▶ _EXERCISE DETAILS_: Every record shown below should be duplicated exactly.

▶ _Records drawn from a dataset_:
===

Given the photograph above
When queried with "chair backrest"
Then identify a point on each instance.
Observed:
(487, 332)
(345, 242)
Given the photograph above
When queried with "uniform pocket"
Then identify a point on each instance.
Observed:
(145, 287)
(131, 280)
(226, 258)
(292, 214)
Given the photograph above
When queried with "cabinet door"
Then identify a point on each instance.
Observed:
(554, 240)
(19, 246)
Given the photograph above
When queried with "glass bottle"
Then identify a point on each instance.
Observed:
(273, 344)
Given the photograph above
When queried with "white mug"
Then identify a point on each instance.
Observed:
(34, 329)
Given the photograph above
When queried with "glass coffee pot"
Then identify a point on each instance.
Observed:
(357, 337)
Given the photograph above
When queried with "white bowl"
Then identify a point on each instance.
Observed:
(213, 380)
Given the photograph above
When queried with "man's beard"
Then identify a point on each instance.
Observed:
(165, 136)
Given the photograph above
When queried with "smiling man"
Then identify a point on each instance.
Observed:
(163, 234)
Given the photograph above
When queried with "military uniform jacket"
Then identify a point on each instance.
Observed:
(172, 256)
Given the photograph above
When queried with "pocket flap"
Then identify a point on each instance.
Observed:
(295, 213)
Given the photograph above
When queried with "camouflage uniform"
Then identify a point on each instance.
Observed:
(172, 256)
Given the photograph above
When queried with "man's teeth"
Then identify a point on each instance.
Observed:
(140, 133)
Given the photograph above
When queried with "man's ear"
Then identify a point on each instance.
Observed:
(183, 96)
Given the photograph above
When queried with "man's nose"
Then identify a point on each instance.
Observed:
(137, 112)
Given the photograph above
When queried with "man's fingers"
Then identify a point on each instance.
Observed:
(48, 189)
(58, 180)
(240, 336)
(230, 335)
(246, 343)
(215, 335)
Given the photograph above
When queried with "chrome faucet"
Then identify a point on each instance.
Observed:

===

▶ _EXERCISE SOLUTION_:
Given the photograph above
When queried with "chair backrest"
Then identify a point on each instance.
Observed:
(487, 332)
(345, 242)
Given the photograph above
When queried with "uniform pocket"
Then identify a point on each instance.
Observed:
(145, 287)
(131, 280)
(226, 258)
(292, 214)
Given the photograph above
When queried with "cabinet door"
Then identify a point on each instance.
Observed:
(554, 240)
(19, 246)
Given the photograph above
When queried with "glass bottle"
Then identify a point on each instance.
Observed:
(273, 344)
Given the photograph above
When queried with "white mug"
Then identify a point on each instance.
Observed:
(34, 329)
Given the photograph above
When queried with "glass coffee pot"
Then identify a point on each instance.
Observed:
(357, 337)
Given the photograph above
When queried with "white bowl"
Then identify a point on each instance.
Observed:
(213, 380)
Given the photograph above
When queried with "man's beard"
Then identify a point on each instance.
Observed:
(165, 136)
Given the photograph above
When queried with "smiling man"
Then identify a point on each instance.
Observed:
(163, 234)
Given the photograph above
When queried with "military uniform jacket"
Then identify a point on each instance.
Observed:
(172, 256)
Given the photograph above
When queried with "pocket flap"
Then identify a point on each instance.
Observed:
(295, 213)
Given the photograph above
When queried with "camouflage uniform"
Then identify a point on each instance.
Observed:
(172, 256)
Given the photograph above
When queried with "man's teeth"
Then identify a point on each instance.
Observed:
(140, 133)
Given the photograph above
When queried with "man's ear"
Then identify a point on each instance.
Observed:
(183, 96)
Given the photograph above
When queried with "man's nose"
Then identify a point on each instance.
Observed:
(137, 112)
Given the photograph above
When queried with "man's fingers"
Then identify a point on each instance.
Observed:
(48, 189)
(58, 180)
(240, 336)
(230, 335)
(246, 343)
(215, 335)
Given the photograph above
When queried with "chrome faucet"
Then identify a point on each instance.
Observed:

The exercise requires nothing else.